There are numerous other background psychological
problems and he has made it quite plain that he is
desperately not keen to return to sea."

7. Dr Awerbuch referred the respondent to Dr Tony Walsh, a clinical neuropsychologist. Dr Walsh reported on 30 April 1986 that from a detailed history he had obtained from the respondent on two occasions :
"...I feel that his current problem has a
significant stress component which is related to
this work difficulty."
In the context of the report, it is clear that the "current problem" is the wrist pain about which the respondent was complaining, and "this work difficulty" referred to the interpersonal difficulties which had arisen from his complaint about the unhygienic cook.

8. The description of the injury or disease given by the respondent in his claim form clearly reflects the opinions expressed by Drs Awerbuch and Walsh. The claim alleged total incapacity from 6 March 1986. The delegate interpreted the claim to be one made on two separate grounds: as a claim in respect of incapacity resulting from personal injury, namely the wrist injury suffered on 10 February 1983, and as a claim in respect of incapacity resulting from the contraction of a disease or the aggravation acceleration or recurrence of a disease, namely a psychological pain disorder, to which the respondent's employment in late 1985 and early 1986 was a contributing factor. In support of the second ground, the work related factor was the interpersonal conflict alleged by the respondent with his fellow workers. So understood, the first limb of the claim rested on ss.27 and 45 of the Act, and the second limb on ss.29 and 45. The delegate rejected both grounds. When the delegate made his determination he had before him the medical reports of Drs Purdie, Awerbuch and Walsh, to which reference has already been made, a report from Dr Burfield (urologist) confirming that the prostate condition was unrelated to employment, from Dr Black (psychiatrist), and from several Commonwealth medical officers. Dr Black, whose report was prepared for the delegate shortly before the determination, recited at length complaints which the respondent had made about his difficulties with his fellow workers, and about the pains in his right wrist and right hand which had troubled him since the fall on 10 February 1983. Dr Black reported that he found the respondent a rather anxious man. He expressed his conclusions in these terms :

"This man has had a considerable amount of
difficulty with his essentially physical health.

┄┄┄┄┄┄┄┄┄┄

Repeat the passage on the respondent's medical reports between "In the context" and "the unhygienic cook.", inclusive. The material after this passage stands on its own and has no connection to it.

Given data:
┄┄┄┄┄┄┄┄┄┄

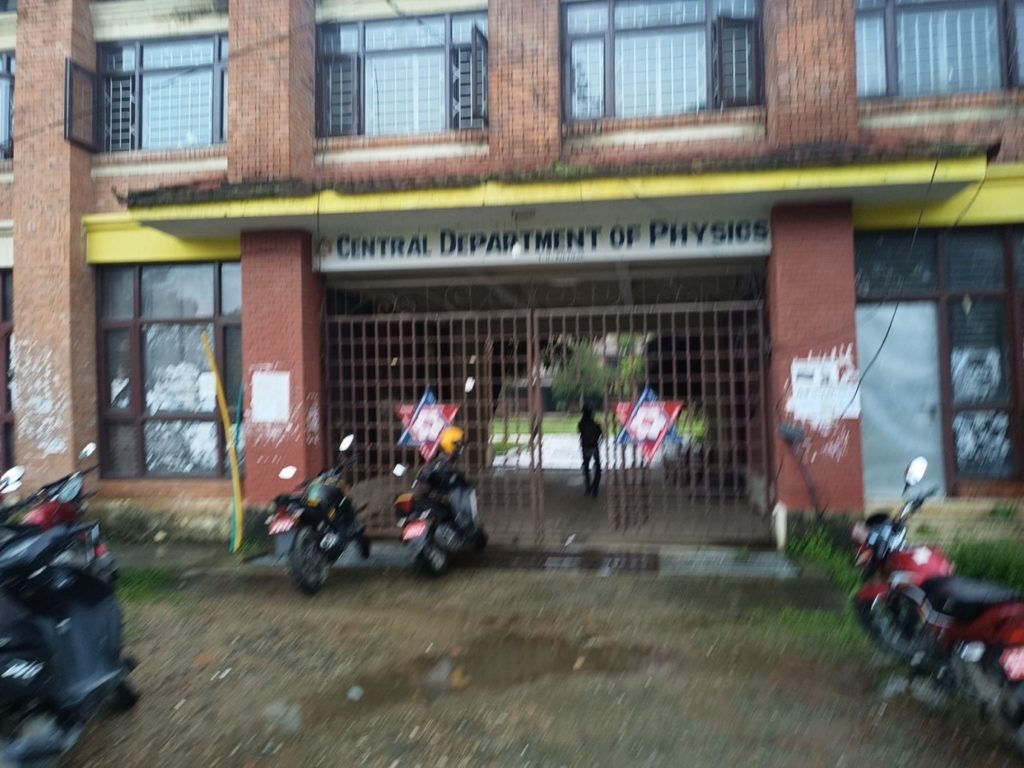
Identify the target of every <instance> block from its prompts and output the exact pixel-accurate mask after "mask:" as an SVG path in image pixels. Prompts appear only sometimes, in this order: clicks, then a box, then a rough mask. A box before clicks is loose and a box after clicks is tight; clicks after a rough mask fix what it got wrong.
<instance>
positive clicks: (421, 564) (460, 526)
mask: <svg viewBox="0 0 1024 768" xmlns="http://www.w3.org/2000/svg"><path fill="white" fill-rule="evenodd" d="M459 453H461V452H457V453H455V454H453V455H451V456H449V455H445V454H440V455H439V456H438V457H437V458H435V459H433V460H432V461H430V462H428V463H427V464H425V465H424V466H423V468H422V469H420V471H419V473H417V476H416V479H415V480H414V481H413V486H412V490H411V492H410V493H406V494H400V495H399V496H398V497H397V498H396V499H395V500H394V512H395V516H396V517H397V518H398V526H399V527H400V528H401V541H402V543H403V544H406V545H407V546H408V547H409V548H410V550H411V551H412V552H413V556H414V558H415V559H416V562H417V563H418V564H419V565H420V566H421V567H422V568H423V569H424V570H425V571H426V572H428V573H430V574H431V575H440V574H442V573H443V572H444V571H446V570H447V568H449V565H450V564H451V562H452V556H453V555H455V554H458V553H459V552H461V551H463V550H467V549H483V548H484V547H486V546H487V535H486V532H485V531H484V530H483V527H482V526H481V525H480V520H479V511H478V508H477V503H476V488H475V487H474V486H473V483H471V482H470V481H469V478H467V477H466V474H465V473H464V472H462V471H460V470H459V469H458V468H457V466H456V462H457V460H458V458H459ZM406 472H407V469H406V467H404V466H402V465H401V464H399V465H397V466H396V467H395V468H394V474H395V475H397V476H398V477H401V476H403V475H404V474H406Z"/></svg>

┄┄┄┄┄┄┄┄┄┄

Problem solution:
In the context of the report, it is clear that the "current problem" is the wrist pain about which the respondent was complaining, and "this work difficulty" referred to the interpersonal difficulties which had arisen from his complaint about the unhygienic cook.